===== Document excerpt =====
Like A Woman Of No Importance, Oscar Wilde's An Ideal Husband is a serious play disguised as a light comedy. But in this case the disguise is so good that you might not even notice how serious he is behind the mask. 

A rising-star politician's career is endangered when a villainous woman threatens to expose a scandal from his past unless he give his public approval to a crooked financial scheme she's involved in. 

To complicate matters the man's wife is a prig and moral absolutist who believes the slightest stain makes a person unfit for society, so his marriage is also under threat. 

Will a couple of convenient coincidences and the intervention of a sympathetic friend rescue him? (Spoiler alert: of course.) 

So Wilde is saying some serious things about the wrongness of unforgiving moral absolutism and of judging someone by one perhaps irrelevant weakness or misstep. (And yes, of course there's a lot of special pleading relevant to Wilde's own life here.)
=====
* [Task directions]:
Answer these questions from the piece on An Ideal Husband.
1. Which other Oscar Wilde play is An Ideal Husband compared to?
2. What does the villainous woman want the politician to publicly approve?
3. What does the politician's wife believe the slightest stain does to a person?
===== Data for analysis =====
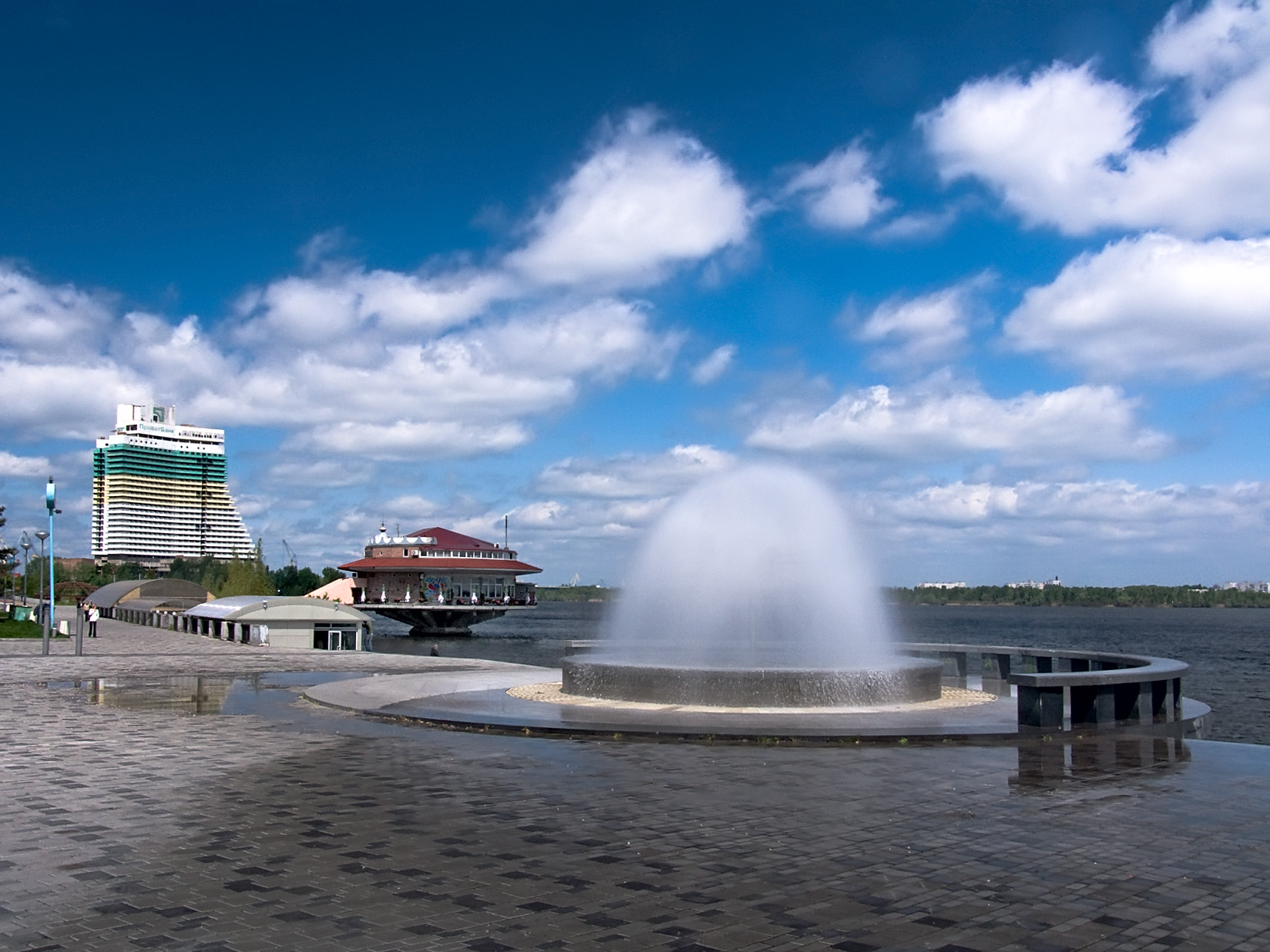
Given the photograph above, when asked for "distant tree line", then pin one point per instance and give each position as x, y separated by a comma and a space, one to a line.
233, 577
574, 593
1087, 597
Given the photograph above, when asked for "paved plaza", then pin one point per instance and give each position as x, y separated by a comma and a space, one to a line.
299, 826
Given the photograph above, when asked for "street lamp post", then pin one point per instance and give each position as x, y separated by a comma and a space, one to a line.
39, 593
25, 560
50, 501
=====
* [Exercise solution]:
1. A Woman Of No Importance.
2. A crooked financial scheme she's involved in.
3. It makes a person unfit for society.